--- start Source excerpt ---

1.   History and Purpose.  The Company adopted the Plan in 1983 and amended and
     -------------------
restated in 1997 and as of January 1, 2000.    The Plan is hereby amended and
restated as of May 1, 2001.  The purpose of the Plan is to assure the Company
that it will have the continued dedication and the availability of objective
advice and counsel from key executives of the Company, notwithstanding the
possibility, threat or occurrence of a bid to take over control of the Company.

     The Board believes it is imperative that, if the Company receives any
proposals from a third person concerning a possible business combination with
the Company or the acquisition of the Company's equity securities, both the
Company and the Board be able to rely upon key executives to continue in their
positions and to be available for advice, without concern that those individuals
might be distracted by their own personal financial situations and the risks to
themselves created by the proposal.

     If the Company receives any such proposal, key executives will be called
upon to assist in assessing the proposal, to advise management and the Board
regarding whether the proposal is in the best interest of the Company and its
stockholders, and to take such other actions as the Board might deem
appropriate.

--- end Source excerpt ---

**Brief 1:** Print the stretch of the plan excerpt from "If the Company receives any such" through "appropriate.".
**Brief 2:**
Answer these questions from the plan excerpt:
(a) In what year did the Company adopt the Plan?
(b) As of what date is the Plan hereby amended and restated?
(c) Who believes it is imperative that the Company be able to rely upon key executives?
**Brief 3:** Pick up the plan excerpt after its last sentence and keep writing it.

--- start Material ---

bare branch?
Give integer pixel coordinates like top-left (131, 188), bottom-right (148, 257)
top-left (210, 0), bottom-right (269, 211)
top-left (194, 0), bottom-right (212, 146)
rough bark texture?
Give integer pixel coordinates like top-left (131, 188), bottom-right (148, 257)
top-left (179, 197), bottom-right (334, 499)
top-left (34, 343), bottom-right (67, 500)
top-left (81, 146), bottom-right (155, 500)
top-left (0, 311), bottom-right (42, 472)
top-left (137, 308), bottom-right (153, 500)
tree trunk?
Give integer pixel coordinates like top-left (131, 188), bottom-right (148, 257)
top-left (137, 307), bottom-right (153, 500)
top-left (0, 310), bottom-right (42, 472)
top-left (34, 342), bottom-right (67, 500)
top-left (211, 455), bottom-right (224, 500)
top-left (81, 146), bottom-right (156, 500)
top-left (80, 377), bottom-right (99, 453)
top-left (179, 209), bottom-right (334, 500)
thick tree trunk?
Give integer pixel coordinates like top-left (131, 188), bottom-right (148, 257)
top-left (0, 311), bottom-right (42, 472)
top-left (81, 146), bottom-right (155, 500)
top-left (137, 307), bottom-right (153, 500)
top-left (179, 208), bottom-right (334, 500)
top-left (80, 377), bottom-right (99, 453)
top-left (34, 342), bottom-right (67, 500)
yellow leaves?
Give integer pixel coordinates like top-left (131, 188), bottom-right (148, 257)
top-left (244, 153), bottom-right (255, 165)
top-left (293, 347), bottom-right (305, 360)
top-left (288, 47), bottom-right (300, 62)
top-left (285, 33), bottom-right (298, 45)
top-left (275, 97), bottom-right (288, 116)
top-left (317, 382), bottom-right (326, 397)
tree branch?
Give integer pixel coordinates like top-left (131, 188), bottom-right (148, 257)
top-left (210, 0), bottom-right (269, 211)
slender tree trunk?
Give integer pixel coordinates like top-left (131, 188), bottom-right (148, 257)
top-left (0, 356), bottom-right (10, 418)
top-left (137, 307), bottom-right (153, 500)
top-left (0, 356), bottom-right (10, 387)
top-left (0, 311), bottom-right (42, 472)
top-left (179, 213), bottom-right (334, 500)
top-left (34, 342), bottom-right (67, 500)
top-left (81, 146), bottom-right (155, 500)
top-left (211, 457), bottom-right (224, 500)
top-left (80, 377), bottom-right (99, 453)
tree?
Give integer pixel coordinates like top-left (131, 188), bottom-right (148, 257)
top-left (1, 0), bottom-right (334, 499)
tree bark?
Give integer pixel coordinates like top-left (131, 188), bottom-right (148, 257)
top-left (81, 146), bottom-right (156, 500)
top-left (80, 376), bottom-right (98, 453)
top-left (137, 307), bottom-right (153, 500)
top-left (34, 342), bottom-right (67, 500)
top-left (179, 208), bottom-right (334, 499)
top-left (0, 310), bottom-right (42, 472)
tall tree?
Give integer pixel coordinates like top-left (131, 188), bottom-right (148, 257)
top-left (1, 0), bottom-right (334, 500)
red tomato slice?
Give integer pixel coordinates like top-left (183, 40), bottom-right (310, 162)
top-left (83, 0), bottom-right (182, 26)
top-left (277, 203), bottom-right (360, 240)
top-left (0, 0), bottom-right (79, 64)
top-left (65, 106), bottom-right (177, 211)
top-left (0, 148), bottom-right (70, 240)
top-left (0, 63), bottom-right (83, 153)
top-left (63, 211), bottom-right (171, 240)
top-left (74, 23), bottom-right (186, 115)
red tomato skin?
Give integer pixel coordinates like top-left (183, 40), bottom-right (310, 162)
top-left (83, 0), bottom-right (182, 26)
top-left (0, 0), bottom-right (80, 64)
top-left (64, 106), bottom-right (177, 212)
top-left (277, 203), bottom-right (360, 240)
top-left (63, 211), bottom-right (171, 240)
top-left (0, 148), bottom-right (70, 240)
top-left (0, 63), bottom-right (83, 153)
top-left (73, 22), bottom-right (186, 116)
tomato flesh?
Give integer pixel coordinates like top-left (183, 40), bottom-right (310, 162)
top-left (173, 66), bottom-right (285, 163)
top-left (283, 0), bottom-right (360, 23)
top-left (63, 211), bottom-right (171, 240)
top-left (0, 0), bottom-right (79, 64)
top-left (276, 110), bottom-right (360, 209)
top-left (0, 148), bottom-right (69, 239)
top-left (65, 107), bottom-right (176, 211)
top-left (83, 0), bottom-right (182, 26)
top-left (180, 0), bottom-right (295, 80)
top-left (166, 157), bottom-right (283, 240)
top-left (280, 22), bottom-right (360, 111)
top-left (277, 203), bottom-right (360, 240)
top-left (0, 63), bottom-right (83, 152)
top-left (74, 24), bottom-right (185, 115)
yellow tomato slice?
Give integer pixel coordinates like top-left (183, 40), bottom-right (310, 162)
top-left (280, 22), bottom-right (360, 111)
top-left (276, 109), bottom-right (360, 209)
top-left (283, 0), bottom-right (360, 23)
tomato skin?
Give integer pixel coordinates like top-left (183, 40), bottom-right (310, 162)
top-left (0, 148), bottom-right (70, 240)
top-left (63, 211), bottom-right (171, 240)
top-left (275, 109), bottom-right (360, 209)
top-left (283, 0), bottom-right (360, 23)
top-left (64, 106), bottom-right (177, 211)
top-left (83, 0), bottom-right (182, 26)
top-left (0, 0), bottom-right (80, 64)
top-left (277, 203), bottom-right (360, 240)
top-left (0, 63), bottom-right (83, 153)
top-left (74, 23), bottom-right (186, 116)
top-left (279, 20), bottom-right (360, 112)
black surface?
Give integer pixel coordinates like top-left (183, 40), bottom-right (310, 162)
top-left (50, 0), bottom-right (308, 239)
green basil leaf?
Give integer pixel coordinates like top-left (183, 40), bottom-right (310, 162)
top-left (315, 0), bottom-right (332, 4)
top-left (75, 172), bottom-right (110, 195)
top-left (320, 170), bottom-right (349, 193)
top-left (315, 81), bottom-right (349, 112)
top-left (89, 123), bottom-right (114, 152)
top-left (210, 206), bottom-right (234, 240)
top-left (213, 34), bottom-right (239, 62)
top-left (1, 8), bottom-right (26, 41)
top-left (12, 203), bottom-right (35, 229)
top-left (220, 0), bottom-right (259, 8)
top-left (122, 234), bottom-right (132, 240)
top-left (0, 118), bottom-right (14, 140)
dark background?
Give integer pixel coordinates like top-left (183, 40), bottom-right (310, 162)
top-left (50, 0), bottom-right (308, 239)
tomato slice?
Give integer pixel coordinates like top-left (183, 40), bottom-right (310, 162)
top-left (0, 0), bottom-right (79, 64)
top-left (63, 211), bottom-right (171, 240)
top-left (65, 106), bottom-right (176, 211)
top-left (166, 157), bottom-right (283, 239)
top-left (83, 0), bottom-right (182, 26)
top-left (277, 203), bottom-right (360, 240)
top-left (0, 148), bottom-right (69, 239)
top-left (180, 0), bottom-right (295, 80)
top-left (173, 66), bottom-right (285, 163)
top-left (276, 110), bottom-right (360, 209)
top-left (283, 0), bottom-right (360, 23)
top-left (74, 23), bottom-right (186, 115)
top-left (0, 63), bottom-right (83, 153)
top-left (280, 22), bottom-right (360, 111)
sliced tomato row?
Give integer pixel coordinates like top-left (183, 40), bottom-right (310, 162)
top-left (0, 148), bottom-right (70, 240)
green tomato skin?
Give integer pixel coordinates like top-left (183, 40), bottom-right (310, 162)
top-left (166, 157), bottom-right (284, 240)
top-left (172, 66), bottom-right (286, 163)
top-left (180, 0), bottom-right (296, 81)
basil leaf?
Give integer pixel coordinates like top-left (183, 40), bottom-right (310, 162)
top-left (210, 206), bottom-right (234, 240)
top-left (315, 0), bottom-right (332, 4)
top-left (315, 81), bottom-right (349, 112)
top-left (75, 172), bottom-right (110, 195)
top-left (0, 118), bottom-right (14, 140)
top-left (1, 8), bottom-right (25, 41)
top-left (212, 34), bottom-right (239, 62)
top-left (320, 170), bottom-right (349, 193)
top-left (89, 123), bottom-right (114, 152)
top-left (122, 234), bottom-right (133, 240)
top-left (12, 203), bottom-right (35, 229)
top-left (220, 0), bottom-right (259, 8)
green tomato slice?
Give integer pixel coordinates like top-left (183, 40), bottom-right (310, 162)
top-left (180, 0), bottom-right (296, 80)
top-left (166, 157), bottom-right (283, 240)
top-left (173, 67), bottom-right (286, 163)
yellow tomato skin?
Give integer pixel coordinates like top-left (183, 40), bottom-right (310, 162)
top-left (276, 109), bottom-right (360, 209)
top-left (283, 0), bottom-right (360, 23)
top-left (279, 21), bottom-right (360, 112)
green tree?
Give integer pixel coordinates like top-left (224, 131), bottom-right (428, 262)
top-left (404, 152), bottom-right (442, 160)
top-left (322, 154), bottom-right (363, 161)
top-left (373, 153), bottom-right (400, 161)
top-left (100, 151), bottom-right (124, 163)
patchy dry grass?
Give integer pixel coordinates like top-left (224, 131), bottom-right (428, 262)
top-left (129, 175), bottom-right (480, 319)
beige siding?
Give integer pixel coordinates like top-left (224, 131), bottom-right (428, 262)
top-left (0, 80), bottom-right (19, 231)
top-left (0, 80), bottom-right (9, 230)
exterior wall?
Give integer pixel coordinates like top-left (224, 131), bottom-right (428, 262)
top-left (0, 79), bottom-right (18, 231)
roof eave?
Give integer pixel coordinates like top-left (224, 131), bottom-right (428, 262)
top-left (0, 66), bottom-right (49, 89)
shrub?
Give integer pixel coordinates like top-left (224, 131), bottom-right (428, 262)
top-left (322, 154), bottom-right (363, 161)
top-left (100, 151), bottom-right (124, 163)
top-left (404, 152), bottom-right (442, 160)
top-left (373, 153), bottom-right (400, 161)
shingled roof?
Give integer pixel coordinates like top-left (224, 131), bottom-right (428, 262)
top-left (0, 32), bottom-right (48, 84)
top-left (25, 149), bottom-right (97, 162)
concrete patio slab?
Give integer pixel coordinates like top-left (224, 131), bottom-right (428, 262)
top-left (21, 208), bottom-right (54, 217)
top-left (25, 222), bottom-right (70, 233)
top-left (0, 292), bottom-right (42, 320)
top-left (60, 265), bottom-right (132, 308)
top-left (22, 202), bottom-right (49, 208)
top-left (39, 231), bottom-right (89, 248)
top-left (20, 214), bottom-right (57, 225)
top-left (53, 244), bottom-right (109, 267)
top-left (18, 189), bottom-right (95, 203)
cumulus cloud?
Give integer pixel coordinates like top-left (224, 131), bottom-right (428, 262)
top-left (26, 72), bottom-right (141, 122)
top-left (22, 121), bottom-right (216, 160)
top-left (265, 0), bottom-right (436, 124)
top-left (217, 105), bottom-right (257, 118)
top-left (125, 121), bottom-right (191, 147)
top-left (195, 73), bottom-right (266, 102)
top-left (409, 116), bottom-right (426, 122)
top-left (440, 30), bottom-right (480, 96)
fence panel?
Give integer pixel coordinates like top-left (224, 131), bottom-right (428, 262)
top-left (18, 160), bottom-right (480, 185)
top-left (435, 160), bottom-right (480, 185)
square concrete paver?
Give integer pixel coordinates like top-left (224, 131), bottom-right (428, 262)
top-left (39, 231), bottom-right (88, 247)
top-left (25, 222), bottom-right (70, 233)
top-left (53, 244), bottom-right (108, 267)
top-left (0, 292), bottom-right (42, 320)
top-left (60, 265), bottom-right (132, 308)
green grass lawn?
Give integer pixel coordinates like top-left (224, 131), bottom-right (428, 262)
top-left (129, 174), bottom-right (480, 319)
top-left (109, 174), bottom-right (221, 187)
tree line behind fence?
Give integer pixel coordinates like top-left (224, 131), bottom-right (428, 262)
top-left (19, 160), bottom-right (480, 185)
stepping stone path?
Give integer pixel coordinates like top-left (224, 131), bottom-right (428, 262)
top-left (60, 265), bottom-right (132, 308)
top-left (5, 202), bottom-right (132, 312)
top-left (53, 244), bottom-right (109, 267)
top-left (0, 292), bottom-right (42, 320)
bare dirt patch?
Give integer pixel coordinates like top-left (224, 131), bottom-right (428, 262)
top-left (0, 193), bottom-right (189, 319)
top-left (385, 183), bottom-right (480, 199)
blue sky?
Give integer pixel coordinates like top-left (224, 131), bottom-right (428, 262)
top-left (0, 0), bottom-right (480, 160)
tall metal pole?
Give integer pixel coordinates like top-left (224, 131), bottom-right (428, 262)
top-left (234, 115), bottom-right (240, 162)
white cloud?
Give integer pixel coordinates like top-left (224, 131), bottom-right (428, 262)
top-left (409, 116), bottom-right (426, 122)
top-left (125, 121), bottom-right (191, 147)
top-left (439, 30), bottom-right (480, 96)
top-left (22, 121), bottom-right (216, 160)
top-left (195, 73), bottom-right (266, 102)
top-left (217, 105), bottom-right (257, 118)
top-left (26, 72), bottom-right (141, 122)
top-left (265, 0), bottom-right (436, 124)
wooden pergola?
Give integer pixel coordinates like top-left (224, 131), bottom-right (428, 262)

--- end Material ---

**Expected answer 1:**
If the Company receives any such proposal, key executives will be called
upon to assist in assessing the proposal, to advise management and the Board
regarding whether the proposal is in the best interest of the Company and its
stockholders, and to take such other actions as the Board might deem
appropriate.

**Expected answer 2:**
(a) 1983
(b) May 1, 2001
(c) The Board

**Expected answer 3:**
2.   Eligible Executives.  The following individuals will be Participants:
     -------------------

     a.  the Chairman of the Board;

     b.  the President, the Executive Vice Presidents, and the Senior Vice
     Presidents of the Company;

     c.  the Group and Regional Managers of the Company;

     d.  other officers of the Company, except Assistant Secretaries and
     Assistant Treasurers;

     e.  Division Managers of the Company; and

     f.  other key executives of the Company and its Affiliates who are from
     time to time named as Participants by the Committee in its sole discretion.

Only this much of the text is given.